== Passage given ==
################

It is exciting to know that TJ is starting to understand how to communicate. We plan on teaching him and using other signs in the next few months and I look forward to him picking these up too.

Friday, February 01, 2008

I Aint Nobody's Grandma!

So. . . get this. . . .

I was in a Wendy's the other day after a trip to the mall. I finished giving TJ a bottle and was getting ready to take him to the bathroom so we could change his diaper before the ride home. At that point we ran into a mom and her two-year-old boy. The boy was very excited to see a baby, so naturally, I stopped so that I could show off my son and have him interact with others.

We did the normal mom-kid exchanges. Ooh, what is your name, how old are you, I think the baby likes you. Yada, yada, yada. Of course most of this conversation involved the boy's mother serving as his interpreter. The mom was filling out an application to work at Wendy's and seemed a bit young and uneducated. Okay, maybe that assessment is not very fair of me, and maybe I am exposing my elitist side of me. However, I hope you will find that our next exchange totally validates my assessment.

################

== Work required ==
Continue the blog post above about the encounter at Wendy's, picking up right after its last sentence.

################

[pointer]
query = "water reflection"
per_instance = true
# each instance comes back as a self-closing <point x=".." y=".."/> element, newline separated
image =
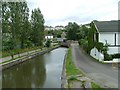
<point x="28" y="74"/>
<point x="40" y="72"/>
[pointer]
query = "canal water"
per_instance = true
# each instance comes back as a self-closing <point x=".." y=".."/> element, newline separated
<point x="43" y="71"/>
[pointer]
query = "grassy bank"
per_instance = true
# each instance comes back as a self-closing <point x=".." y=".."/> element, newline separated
<point x="73" y="74"/>
<point x="70" y="67"/>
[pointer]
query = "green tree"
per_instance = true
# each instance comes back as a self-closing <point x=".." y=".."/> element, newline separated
<point x="48" y="43"/>
<point x="37" y="23"/>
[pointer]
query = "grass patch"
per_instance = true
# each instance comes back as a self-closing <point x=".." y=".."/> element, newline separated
<point x="70" y="67"/>
<point x="95" y="86"/>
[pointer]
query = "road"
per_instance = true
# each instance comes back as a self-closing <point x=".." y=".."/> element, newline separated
<point x="103" y="74"/>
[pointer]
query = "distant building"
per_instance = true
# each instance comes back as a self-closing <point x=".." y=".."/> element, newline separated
<point x="107" y="31"/>
<point x="59" y="27"/>
<point x="49" y="28"/>
<point x="54" y="28"/>
<point x="49" y="37"/>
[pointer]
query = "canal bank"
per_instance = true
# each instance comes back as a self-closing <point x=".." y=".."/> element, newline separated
<point x="42" y="71"/>
<point x="19" y="60"/>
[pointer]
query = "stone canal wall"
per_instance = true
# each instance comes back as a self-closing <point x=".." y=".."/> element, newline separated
<point x="25" y="58"/>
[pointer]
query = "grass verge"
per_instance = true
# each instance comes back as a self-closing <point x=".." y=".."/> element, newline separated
<point x="70" y="67"/>
<point x="95" y="86"/>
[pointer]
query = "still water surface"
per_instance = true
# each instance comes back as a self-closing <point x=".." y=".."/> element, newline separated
<point x="43" y="71"/>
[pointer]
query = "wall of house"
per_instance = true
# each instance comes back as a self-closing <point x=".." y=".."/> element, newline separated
<point x="113" y="50"/>
<point x="96" y="54"/>
<point x="110" y="37"/>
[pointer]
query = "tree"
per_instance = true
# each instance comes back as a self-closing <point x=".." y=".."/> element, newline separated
<point x="72" y="30"/>
<point x="48" y="43"/>
<point x="37" y="22"/>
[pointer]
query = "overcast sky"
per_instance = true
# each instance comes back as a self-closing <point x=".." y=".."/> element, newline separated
<point x="60" y="12"/>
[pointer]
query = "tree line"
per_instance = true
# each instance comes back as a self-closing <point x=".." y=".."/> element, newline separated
<point x="19" y="29"/>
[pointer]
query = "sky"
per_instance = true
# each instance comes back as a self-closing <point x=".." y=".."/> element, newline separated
<point x="60" y="12"/>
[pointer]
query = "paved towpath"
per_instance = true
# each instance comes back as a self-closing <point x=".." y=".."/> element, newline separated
<point x="103" y="74"/>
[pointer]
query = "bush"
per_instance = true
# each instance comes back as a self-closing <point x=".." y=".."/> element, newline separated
<point x="116" y="55"/>
<point x="108" y="57"/>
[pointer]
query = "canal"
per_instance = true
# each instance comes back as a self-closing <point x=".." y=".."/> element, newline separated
<point x="43" y="71"/>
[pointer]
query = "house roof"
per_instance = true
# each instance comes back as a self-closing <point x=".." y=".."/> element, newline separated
<point x="107" y="26"/>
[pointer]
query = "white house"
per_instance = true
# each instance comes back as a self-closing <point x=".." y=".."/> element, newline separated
<point x="107" y="31"/>
<point x="49" y="37"/>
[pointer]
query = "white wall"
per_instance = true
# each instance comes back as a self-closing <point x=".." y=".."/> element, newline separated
<point x="113" y="50"/>
<point x="110" y="37"/>
<point x="48" y="37"/>
<point x="107" y="36"/>
<point x="96" y="54"/>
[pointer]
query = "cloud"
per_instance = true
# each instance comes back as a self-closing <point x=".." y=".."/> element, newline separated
<point x="80" y="11"/>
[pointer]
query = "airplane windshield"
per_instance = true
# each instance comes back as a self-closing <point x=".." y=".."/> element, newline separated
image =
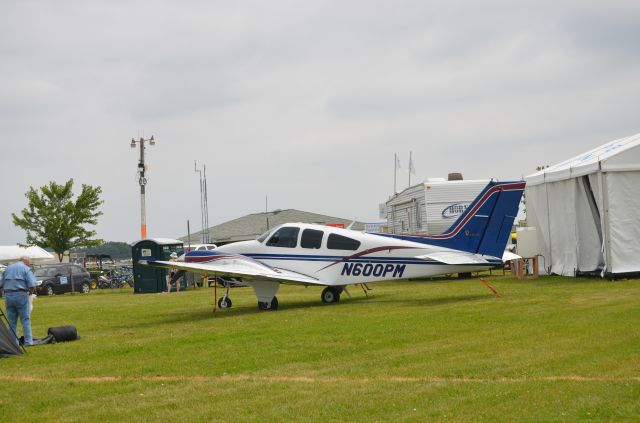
<point x="264" y="236"/>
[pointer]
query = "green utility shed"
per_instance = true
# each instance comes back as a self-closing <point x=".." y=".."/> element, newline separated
<point x="147" y="279"/>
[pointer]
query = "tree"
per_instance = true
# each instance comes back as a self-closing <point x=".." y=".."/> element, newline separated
<point x="52" y="219"/>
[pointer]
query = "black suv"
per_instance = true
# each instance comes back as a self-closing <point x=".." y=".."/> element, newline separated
<point x="57" y="279"/>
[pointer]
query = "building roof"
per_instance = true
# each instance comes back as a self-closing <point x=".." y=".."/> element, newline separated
<point x="617" y="155"/>
<point x="253" y="225"/>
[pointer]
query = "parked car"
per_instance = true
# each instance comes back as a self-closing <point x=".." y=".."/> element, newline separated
<point x="57" y="279"/>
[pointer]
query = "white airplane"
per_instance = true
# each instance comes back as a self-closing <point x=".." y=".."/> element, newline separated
<point x="309" y="254"/>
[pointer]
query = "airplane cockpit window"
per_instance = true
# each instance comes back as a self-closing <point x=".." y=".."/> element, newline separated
<point x="285" y="237"/>
<point x="311" y="238"/>
<point x="263" y="236"/>
<point x="339" y="242"/>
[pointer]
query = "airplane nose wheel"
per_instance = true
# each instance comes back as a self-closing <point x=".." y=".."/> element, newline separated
<point x="268" y="305"/>
<point x="224" y="302"/>
<point x="330" y="295"/>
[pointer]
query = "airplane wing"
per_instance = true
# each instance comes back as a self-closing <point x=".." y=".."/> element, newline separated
<point x="238" y="269"/>
<point x="454" y="257"/>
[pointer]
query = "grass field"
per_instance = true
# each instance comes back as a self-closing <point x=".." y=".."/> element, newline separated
<point x="553" y="349"/>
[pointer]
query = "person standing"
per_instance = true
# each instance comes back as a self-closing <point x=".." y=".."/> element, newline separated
<point x="173" y="274"/>
<point x="18" y="282"/>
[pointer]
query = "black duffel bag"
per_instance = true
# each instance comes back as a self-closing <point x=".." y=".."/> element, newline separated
<point x="64" y="333"/>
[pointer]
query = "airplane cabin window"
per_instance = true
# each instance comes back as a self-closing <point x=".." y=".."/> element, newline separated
<point x="285" y="237"/>
<point x="311" y="238"/>
<point x="339" y="242"/>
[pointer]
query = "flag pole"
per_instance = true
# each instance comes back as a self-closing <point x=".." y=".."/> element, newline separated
<point x="395" y="171"/>
<point x="410" y="165"/>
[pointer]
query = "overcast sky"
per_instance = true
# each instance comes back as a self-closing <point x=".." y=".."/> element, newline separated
<point x="305" y="102"/>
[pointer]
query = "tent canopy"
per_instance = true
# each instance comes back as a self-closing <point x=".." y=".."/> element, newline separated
<point x="587" y="210"/>
<point x="617" y="155"/>
<point x="9" y="253"/>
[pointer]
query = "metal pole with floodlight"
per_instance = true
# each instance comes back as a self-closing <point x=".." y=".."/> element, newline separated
<point x="142" y="180"/>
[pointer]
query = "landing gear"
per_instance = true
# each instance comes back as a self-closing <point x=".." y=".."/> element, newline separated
<point x="268" y="305"/>
<point x="224" y="302"/>
<point x="331" y="294"/>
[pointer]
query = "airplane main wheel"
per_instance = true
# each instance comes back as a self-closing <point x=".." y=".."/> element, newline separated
<point x="330" y="295"/>
<point x="268" y="305"/>
<point x="224" y="302"/>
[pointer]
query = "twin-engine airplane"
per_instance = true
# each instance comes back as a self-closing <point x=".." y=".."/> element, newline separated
<point x="308" y="254"/>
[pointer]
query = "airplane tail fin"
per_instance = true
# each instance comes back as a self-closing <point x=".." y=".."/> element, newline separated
<point x="485" y="226"/>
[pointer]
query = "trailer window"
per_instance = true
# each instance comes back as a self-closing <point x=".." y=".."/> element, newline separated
<point x="286" y="237"/>
<point x="311" y="238"/>
<point x="339" y="242"/>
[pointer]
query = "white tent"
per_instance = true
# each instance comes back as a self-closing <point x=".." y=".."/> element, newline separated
<point x="9" y="253"/>
<point x="587" y="210"/>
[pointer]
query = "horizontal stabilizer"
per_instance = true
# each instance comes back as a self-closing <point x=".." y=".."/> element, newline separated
<point x="452" y="257"/>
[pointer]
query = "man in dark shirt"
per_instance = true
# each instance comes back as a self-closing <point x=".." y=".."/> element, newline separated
<point x="18" y="283"/>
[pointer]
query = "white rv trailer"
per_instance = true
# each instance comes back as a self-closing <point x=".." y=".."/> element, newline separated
<point x="432" y="206"/>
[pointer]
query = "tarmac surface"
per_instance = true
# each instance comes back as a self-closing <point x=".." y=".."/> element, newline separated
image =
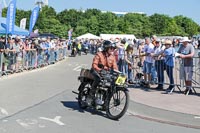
<point x="154" y="105"/>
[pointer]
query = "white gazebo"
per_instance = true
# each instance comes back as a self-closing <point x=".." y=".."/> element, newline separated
<point x="88" y="36"/>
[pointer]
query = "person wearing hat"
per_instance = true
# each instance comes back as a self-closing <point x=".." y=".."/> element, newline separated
<point x="141" y="51"/>
<point x="186" y="53"/>
<point x="159" y="63"/>
<point x="169" y="63"/>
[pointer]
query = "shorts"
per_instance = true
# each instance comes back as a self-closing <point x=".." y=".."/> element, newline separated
<point x="188" y="73"/>
<point x="147" y="67"/>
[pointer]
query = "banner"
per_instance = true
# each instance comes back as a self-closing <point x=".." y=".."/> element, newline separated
<point x="10" y="19"/>
<point x="0" y="10"/>
<point x="33" y="19"/>
<point x="23" y="23"/>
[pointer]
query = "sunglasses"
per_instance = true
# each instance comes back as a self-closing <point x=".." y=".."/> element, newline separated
<point x="112" y="48"/>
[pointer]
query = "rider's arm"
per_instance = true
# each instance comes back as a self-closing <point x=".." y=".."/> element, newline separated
<point x="95" y="63"/>
<point x="115" y="67"/>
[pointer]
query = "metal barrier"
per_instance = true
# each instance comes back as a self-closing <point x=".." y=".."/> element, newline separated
<point x="178" y="74"/>
<point x="12" y="61"/>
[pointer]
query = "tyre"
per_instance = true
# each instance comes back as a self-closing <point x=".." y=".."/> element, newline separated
<point x="117" y="104"/>
<point x="82" y="95"/>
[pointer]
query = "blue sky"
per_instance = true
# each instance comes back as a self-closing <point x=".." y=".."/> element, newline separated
<point x="188" y="8"/>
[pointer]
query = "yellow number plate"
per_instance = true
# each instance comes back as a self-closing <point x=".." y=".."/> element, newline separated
<point x="120" y="80"/>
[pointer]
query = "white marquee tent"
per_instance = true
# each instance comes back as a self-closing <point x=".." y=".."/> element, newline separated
<point x="113" y="36"/>
<point x="88" y="36"/>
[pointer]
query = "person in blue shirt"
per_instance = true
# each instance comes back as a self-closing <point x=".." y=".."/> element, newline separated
<point x="169" y="63"/>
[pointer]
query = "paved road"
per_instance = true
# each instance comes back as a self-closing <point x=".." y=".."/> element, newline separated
<point x="42" y="101"/>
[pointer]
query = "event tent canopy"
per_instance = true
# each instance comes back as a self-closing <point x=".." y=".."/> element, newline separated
<point x="121" y="36"/>
<point x="88" y="36"/>
<point x="17" y="30"/>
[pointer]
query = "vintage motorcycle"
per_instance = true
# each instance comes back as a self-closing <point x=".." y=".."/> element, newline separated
<point x="112" y="92"/>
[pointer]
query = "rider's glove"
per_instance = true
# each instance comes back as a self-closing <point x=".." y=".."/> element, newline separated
<point x="103" y="72"/>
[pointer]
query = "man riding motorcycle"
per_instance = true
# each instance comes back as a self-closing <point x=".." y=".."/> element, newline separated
<point x="102" y="62"/>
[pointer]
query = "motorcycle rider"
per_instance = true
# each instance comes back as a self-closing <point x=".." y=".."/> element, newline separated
<point x="102" y="62"/>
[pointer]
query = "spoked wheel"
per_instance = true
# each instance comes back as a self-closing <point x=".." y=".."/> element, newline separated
<point x="117" y="104"/>
<point x="83" y="93"/>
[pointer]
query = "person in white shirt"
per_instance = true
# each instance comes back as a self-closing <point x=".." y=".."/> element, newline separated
<point x="159" y="63"/>
<point x="148" y="62"/>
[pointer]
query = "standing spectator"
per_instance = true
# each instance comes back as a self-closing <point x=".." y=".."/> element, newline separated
<point x="186" y="51"/>
<point x="141" y="51"/>
<point x="159" y="63"/>
<point x="121" y="51"/>
<point x="148" y="62"/>
<point x="69" y="38"/>
<point x="169" y="63"/>
<point x="129" y="62"/>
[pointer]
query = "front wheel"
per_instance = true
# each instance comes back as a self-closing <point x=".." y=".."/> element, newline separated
<point x="117" y="104"/>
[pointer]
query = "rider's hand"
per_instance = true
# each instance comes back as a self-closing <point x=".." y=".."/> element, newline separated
<point x="102" y="72"/>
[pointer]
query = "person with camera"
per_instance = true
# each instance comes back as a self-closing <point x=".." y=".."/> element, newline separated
<point x="102" y="62"/>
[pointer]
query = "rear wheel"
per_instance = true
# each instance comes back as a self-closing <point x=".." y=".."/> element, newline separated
<point x="117" y="104"/>
<point x="83" y="93"/>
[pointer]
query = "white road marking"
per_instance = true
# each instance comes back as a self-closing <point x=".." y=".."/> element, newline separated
<point x="197" y="117"/>
<point x="23" y="124"/>
<point x="56" y="120"/>
<point x="27" y="123"/>
<point x="78" y="68"/>
<point x="2" y="130"/>
<point x="3" y="111"/>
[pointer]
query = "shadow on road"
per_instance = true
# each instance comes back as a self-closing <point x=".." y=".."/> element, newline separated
<point x="74" y="106"/>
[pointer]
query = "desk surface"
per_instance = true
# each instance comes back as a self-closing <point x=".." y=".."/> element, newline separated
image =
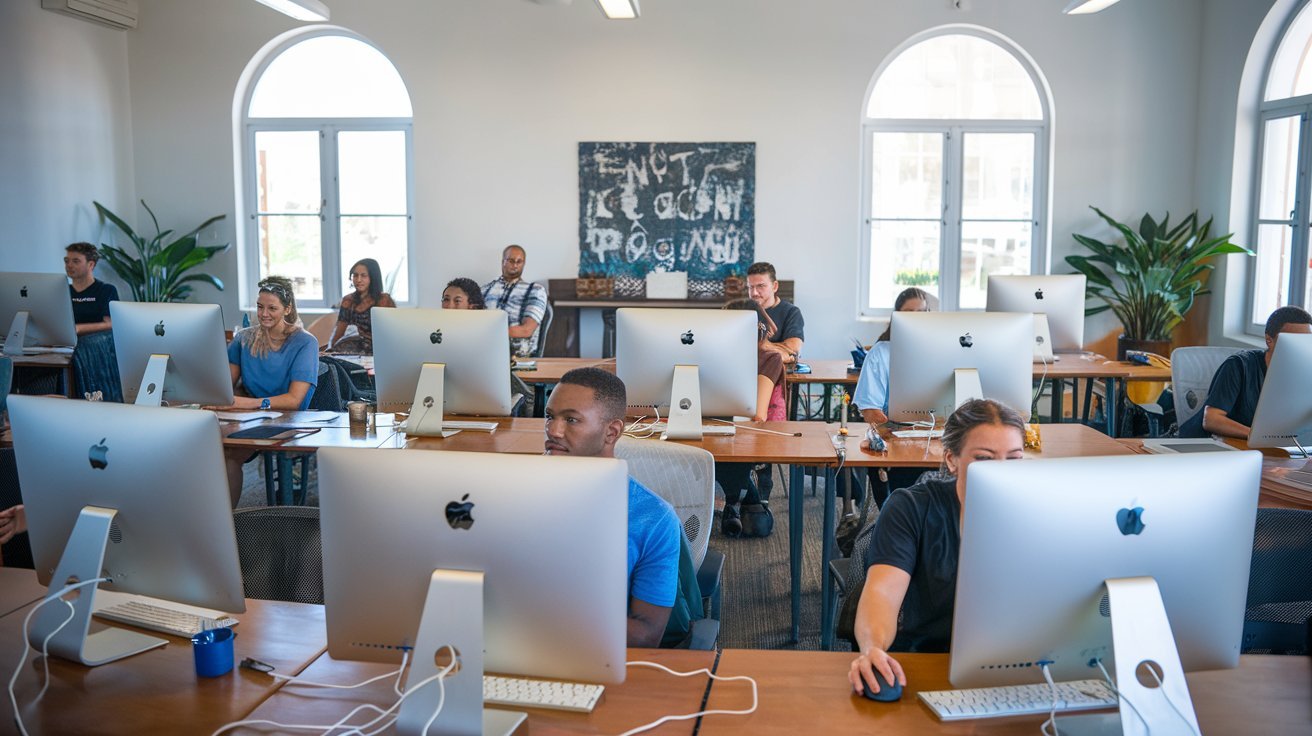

################

== Result ==
After the pleasantries with the son, the mom looks up at me and says, "oh, are your TJ's grandma?" WHAT?! My mouth dropped. Did she really ask me if I was the grandmother of my son? Come on? Are you serious. I said, "no, I am his mom." What I really wanted to say is: "No. Some of us choose to wait after high school, go to college, get a high paying job, and then have children when we can support them." But I bit my tongue instead. Needless to say the conversation ended there. I think my tongue started to bleed by the time I walked into the bathroom.

I ain't nobody's grandma!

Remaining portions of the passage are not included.